# [Direction]
Set down all of the rows below once more, copying every line verbatim without any alteration.

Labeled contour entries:
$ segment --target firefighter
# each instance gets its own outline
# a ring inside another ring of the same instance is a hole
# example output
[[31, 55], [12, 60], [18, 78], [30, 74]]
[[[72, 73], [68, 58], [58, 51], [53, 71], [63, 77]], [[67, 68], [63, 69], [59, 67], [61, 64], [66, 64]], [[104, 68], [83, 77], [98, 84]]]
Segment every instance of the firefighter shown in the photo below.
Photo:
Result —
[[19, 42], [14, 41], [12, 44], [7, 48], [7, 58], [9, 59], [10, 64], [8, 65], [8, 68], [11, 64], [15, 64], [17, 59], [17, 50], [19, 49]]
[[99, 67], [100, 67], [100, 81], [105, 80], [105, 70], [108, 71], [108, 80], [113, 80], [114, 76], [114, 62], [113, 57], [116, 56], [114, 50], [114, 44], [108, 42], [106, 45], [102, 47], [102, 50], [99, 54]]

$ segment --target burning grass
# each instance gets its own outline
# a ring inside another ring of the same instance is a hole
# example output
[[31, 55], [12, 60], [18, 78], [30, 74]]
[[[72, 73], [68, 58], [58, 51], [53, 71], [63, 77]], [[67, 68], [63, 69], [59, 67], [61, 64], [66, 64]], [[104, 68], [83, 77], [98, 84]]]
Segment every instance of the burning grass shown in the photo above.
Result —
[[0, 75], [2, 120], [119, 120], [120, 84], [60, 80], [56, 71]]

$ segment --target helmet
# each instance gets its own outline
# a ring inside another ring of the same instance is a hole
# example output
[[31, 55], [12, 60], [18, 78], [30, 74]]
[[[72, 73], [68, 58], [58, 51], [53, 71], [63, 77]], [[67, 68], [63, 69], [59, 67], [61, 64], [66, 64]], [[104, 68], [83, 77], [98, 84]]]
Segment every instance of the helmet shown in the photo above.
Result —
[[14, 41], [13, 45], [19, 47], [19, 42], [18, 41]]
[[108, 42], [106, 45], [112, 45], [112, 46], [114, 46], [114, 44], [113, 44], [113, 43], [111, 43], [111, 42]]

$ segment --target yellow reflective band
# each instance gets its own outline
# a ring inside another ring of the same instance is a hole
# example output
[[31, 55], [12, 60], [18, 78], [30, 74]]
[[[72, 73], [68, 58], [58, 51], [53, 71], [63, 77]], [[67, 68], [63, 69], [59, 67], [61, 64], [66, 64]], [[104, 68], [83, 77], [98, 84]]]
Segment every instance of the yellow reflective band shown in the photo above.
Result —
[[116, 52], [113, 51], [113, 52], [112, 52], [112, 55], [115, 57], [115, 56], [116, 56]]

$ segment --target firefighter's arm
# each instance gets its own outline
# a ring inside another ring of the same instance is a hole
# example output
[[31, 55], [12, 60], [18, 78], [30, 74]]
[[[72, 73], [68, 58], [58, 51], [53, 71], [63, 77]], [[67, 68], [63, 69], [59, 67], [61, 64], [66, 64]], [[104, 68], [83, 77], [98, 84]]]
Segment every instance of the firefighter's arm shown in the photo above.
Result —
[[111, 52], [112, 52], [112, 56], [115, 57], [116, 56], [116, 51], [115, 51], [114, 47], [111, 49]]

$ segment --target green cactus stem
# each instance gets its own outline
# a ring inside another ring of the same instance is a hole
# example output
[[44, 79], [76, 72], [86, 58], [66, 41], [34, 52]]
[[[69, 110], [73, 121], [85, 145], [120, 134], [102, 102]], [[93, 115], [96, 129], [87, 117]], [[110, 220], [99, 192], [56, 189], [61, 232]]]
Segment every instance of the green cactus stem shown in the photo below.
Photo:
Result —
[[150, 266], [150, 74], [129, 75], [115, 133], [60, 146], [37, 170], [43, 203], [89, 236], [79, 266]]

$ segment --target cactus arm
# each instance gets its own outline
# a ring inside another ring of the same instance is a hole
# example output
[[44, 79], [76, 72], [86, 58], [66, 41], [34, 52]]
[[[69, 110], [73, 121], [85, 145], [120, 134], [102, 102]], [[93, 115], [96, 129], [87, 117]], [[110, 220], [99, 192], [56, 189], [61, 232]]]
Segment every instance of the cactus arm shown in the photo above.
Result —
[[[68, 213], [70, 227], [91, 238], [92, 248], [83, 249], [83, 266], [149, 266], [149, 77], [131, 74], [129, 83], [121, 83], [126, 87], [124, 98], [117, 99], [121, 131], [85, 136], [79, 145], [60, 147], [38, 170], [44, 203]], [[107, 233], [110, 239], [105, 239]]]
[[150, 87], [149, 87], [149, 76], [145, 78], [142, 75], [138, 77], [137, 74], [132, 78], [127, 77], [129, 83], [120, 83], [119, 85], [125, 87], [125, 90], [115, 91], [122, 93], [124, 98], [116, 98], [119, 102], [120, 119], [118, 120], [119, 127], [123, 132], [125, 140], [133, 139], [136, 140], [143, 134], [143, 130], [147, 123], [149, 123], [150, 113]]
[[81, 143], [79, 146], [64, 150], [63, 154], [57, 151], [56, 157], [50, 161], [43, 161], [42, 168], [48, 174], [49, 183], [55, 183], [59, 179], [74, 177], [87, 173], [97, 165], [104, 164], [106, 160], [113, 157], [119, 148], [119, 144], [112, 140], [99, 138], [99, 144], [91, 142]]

# [Answer to this exercise]
$ segment --target firefighter
# each instance gets its own outline
# a ring inside another ring of the same instance is a hole
# example output
[[31, 55], [12, 60], [18, 78], [30, 74]]
[[[72, 73], [68, 58], [58, 51], [53, 71], [63, 77]], [[67, 68], [63, 69], [59, 67], [61, 64], [66, 64]], [[104, 68], [83, 77], [98, 84]]]
Segment every instance of the firefighter shown in the photo below.
Photo:
Result —
[[19, 42], [14, 41], [12, 44], [7, 48], [7, 58], [9, 59], [10, 64], [8, 65], [8, 68], [11, 64], [15, 64], [17, 59], [17, 50], [19, 49]]
[[99, 67], [100, 67], [100, 81], [105, 80], [105, 70], [108, 71], [108, 80], [113, 80], [114, 76], [114, 62], [113, 57], [116, 56], [114, 50], [114, 44], [108, 42], [106, 45], [102, 47], [102, 50], [99, 54]]

$ segment --target burning grass
# each instance gets its own outline
# a ring inside another ring of the same instance is a hole
# example output
[[31, 55], [12, 60], [18, 78], [30, 74]]
[[[72, 73], [68, 58], [58, 51], [53, 71], [63, 77]], [[67, 68], [63, 69], [59, 67], [61, 64], [66, 64]], [[104, 68], [83, 77], [98, 84]]]
Segment every instance of the burning grass shown in the photo above.
Result —
[[0, 75], [2, 120], [119, 120], [120, 84], [60, 80], [56, 71]]

$ segment --target helmet
# each instance gets its own outline
# a ring inside another ring of the same instance is a hole
# example output
[[31, 55], [12, 60], [18, 78], [30, 74]]
[[[72, 73], [68, 58], [58, 51], [53, 71], [63, 77]], [[67, 68], [63, 69], [59, 67], [61, 64], [66, 64]], [[104, 68], [83, 77], [98, 84]]]
Segment every instance of the helmet shown in the photo above.
Result —
[[14, 41], [13, 45], [19, 47], [19, 42], [18, 41]]
[[108, 42], [106, 45], [112, 45], [112, 46], [114, 46], [114, 44], [113, 44], [113, 43], [111, 43], [111, 42]]

$ segment --target yellow reflective band
# each instance gets its own outline
# a ring inside another ring of the same instance is a hole
# example output
[[31, 55], [12, 60], [18, 78], [30, 74]]
[[[72, 73], [68, 58], [58, 51], [53, 71], [63, 77]], [[67, 68], [63, 69], [59, 67], [61, 64], [66, 64]], [[104, 68], [83, 77], [98, 84]]]
Segment every instance of the yellow reflective band shown in the photo above.
Result —
[[116, 52], [113, 51], [113, 52], [112, 52], [112, 55], [115, 57], [115, 56], [116, 56]]

$ segment --target firefighter's arm
# each instance gets its own outline
# a ring inside another ring of the same instance is a hole
# example output
[[31, 55], [12, 60], [18, 78], [30, 74]]
[[[72, 73], [68, 58], [58, 51], [53, 71], [63, 77]], [[67, 68], [63, 69], [59, 67], [61, 64], [66, 64]], [[104, 68], [83, 77], [98, 84]]]
Segment every instance of the firefighter's arm shown in the photo above.
Result —
[[111, 52], [112, 52], [112, 56], [115, 57], [116, 56], [116, 51], [115, 51], [114, 47], [111, 49]]

$ segment --target green cactus stem
# each instance gets its own outline
# a ring inside another ring of the same instance is a hole
# example output
[[44, 79], [76, 72], [86, 58], [66, 41], [34, 52]]
[[[69, 110], [73, 121], [85, 145], [120, 134], [102, 102]], [[93, 115], [96, 129], [87, 117]], [[110, 220], [99, 192], [56, 189], [61, 232]]]
Segment every instance of the green cactus stem shown in the photo below.
Photo:
Result —
[[150, 266], [150, 74], [129, 75], [115, 133], [60, 146], [37, 170], [43, 203], [89, 236], [79, 266]]

$ segment --target cactus arm
# each instance gets its own outline
# a ring inside another ring of the same instance is a hole
# example output
[[44, 79], [76, 72], [86, 58], [66, 41], [34, 52]]
[[[69, 110], [73, 121], [85, 145], [120, 134], [102, 102]], [[93, 115], [96, 129], [87, 117]], [[110, 220], [99, 192], [56, 189], [61, 232]]]
Segment every instance of the cactus arm shown in the photo above.
Result —
[[[68, 213], [70, 227], [91, 238], [92, 248], [83, 249], [83, 266], [149, 266], [149, 77], [131, 74], [129, 83], [121, 83], [126, 87], [124, 98], [117, 99], [121, 131], [85, 136], [79, 145], [60, 147], [38, 170], [44, 203]], [[107, 233], [110, 239], [105, 239]]]
[[150, 87], [149, 87], [149, 76], [145, 78], [142, 75], [138, 77], [137, 74], [132, 78], [127, 77], [129, 83], [120, 83], [119, 85], [125, 87], [125, 90], [115, 91], [122, 93], [124, 98], [116, 98], [119, 102], [120, 119], [118, 120], [119, 127], [123, 132], [125, 140], [133, 139], [136, 140], [143, 134], [143, 130], [147, 123], [149, 123], [150, 113]]
[[81, 143], [79, 146], [64, 150], [63, 154], [57, 151], [56, 157], [50, 161], [43, 161], [42, 168], [48, 174], [49, 183], [55, 183], [59, 179], [74, 177], [87, 173], [97, 165], [104, 164], [106, 160], [113, 157], [119, 148], [119, 144], [112, 140], [99, 138], [99, 144], [91, 142]]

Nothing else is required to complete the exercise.